Provided records:

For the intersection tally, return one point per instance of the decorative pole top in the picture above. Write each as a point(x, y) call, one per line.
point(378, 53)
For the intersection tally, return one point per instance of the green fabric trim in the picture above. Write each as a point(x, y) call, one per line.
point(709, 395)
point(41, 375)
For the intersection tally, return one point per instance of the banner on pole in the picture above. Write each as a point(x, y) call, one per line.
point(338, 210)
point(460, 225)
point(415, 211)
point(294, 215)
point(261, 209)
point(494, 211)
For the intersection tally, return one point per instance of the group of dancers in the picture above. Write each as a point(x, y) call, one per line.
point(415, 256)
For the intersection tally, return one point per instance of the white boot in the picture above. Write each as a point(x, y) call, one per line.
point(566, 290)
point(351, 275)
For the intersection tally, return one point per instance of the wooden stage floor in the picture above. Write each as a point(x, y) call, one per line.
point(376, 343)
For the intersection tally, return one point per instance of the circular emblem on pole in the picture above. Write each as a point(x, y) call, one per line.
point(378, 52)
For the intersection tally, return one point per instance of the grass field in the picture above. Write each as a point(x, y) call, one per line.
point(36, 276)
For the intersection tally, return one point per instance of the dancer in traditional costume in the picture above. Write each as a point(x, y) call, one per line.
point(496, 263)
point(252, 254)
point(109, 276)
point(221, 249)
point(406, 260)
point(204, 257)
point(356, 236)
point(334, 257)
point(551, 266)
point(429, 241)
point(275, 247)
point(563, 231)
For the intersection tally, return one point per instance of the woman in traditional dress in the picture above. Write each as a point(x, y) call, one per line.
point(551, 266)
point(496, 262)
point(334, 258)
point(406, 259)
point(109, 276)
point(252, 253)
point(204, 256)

The problem:
Can you copy out the lines of the material starting at the line containing "of the group" and ending at the line containing "point(378, 52)", unchanged and with both end lines included?

Reply to the exercise:
For the intersection tally, return one point per instance of the group of dancers in the picture above. Write each as a point(x, y) call, one per line.
point(415, 256)
For the intersection tally, return one point per instance of the white boot in the picture above. Write each as a point(x, y) call, one per line.
point(566, 290)
point(351, 275)
For the intersection tally, return one point per instance of the wooden stage floor in the picture above. Write each as a point(x, y) call, one per line.
point(376, 343)
For the intersection tally, return one point per instance of the circular emblem on pole in the picture above. Write each as a point(x, y) call, one per line.
point(378, 52)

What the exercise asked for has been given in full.